> **Given problem**: Pull out every line of the data below that contains the word "person", and copy each of those lines in full.

** start of Input data **

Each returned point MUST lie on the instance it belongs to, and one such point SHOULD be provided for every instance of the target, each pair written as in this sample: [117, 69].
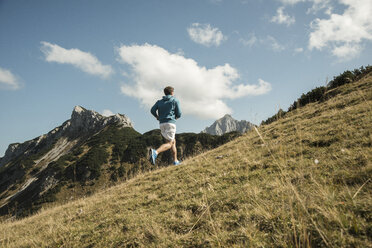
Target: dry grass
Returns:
[303, 181]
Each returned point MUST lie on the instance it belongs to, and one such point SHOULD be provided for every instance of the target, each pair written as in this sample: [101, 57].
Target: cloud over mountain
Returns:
[202, 91]
[82, 60]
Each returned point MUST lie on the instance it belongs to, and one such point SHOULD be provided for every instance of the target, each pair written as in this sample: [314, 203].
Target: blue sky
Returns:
[242, 57]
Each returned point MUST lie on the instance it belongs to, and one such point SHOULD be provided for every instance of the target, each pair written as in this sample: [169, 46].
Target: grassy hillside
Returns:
[301, 181]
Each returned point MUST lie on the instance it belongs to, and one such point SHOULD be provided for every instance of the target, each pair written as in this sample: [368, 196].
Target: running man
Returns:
[166, 111]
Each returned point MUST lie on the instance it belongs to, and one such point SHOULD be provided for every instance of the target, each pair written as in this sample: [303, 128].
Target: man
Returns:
[167, 111]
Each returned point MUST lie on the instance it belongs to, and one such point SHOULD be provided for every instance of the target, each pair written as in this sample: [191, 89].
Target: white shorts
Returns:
[168, 130]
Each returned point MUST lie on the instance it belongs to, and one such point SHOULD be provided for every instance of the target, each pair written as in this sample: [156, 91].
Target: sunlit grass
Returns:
[302, 181]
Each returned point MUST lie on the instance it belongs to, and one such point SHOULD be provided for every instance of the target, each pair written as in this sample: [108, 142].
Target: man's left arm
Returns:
[177, 109]
[154, 109]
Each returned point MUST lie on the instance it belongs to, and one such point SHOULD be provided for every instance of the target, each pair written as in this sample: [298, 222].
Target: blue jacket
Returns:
[168, 109]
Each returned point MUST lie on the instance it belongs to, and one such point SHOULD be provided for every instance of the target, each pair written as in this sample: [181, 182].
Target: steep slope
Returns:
[228, 124]
[87, 153]
[301, 181]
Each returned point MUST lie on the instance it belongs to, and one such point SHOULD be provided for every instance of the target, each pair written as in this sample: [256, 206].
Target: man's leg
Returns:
[165, 147]
[174, 150]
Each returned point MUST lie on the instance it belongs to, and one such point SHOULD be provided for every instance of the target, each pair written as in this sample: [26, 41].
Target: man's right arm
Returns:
[153, 110]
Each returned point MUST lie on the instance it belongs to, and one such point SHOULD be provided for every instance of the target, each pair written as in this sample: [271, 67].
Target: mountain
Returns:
[86, 153]
[303, 180]
[82, 124]
[228, 124]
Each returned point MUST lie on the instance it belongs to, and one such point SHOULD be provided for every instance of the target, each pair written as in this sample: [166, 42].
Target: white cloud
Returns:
[347, 51]
[205, 34]
[291, 2]
[107, 112]
[343, 34]
[282, 18]
[82, 60]
[319, 5]
[273, 43]
[250, 41]
[201, 91]
[316, 5]
[8, 80]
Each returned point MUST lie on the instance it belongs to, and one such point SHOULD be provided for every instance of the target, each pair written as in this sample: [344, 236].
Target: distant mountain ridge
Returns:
[228, 124]
[86, 153]
[82, 123]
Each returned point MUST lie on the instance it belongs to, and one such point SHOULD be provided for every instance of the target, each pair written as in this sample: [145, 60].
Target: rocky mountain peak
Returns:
[82, 123]
[228, 124]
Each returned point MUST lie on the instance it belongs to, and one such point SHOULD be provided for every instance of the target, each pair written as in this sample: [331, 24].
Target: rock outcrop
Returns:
[228, 124]
[83, 122]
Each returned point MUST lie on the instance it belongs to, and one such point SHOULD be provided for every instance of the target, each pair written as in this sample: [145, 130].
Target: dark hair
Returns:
[168, 90]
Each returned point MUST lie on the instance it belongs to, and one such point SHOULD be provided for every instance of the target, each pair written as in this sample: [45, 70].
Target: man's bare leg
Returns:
[174, 150]
[165, 147]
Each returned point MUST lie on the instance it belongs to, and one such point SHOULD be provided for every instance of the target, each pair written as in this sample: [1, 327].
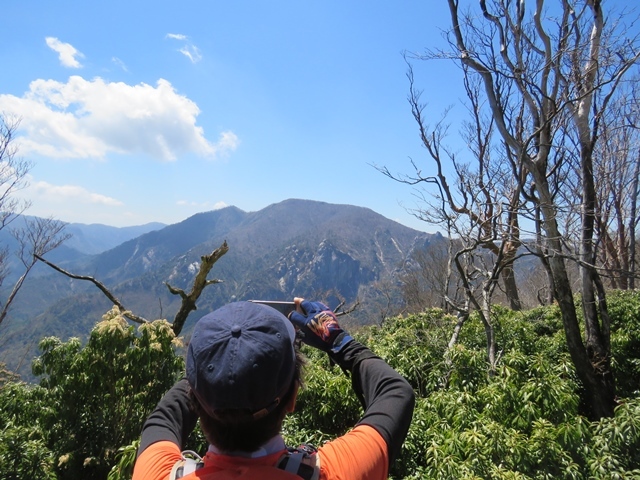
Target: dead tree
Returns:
[560, 68]
[189, 299]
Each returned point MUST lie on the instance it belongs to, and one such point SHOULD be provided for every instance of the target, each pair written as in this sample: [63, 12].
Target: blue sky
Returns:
[143, 111]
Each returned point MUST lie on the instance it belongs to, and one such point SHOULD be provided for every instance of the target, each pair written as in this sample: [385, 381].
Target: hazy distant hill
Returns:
[296, 247]
[96, 238]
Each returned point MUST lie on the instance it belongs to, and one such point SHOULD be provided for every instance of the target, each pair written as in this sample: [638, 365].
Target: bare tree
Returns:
[617, 168]
[36, 236]
[477, 201]
[188, 300]
[550, 69]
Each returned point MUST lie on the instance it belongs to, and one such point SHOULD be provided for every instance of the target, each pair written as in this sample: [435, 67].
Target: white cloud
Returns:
[176, 36]
[92, 118]
[66, 52]
[63, 193]
[189, 50]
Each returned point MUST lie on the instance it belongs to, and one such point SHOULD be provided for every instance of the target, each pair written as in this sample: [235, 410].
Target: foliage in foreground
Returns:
[91, 400]
[523, 422]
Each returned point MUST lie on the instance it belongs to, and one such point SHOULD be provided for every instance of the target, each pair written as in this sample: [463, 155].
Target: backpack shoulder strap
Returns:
[301, 461]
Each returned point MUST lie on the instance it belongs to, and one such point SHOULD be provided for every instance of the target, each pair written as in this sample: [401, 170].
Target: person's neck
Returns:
[274, 445]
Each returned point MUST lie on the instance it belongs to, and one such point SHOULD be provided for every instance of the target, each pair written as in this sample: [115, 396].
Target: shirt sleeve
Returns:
[156, 461]
[361, 454]
[172, 420]
[387, 398]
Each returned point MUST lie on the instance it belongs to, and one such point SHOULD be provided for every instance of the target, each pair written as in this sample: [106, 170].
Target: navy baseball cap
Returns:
[242, 357]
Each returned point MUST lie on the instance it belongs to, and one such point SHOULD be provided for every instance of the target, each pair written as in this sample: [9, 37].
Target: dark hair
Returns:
[233, 429]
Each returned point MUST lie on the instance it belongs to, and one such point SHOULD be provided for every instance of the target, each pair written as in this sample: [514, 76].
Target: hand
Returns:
[319, 326]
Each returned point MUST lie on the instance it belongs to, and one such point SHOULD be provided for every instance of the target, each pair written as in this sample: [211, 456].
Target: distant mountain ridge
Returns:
[295, 247]
[97, 238]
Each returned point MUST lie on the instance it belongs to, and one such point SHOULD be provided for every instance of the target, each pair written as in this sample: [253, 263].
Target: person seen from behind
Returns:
[243, 371]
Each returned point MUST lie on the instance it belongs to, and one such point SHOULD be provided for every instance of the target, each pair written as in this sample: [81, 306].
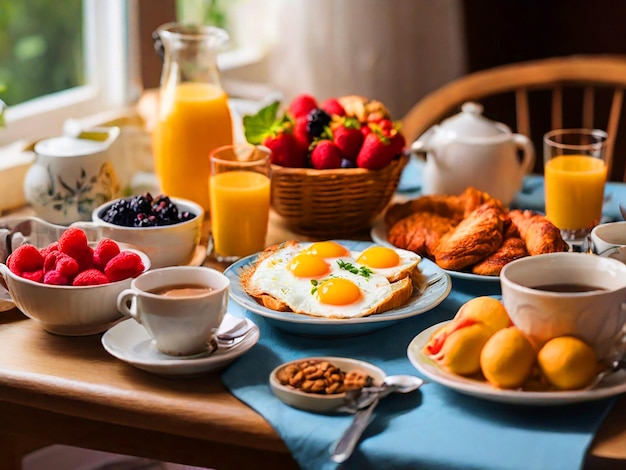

** end of Input data **

> **Task result**:
Target: person's neck
Target: person seen from behind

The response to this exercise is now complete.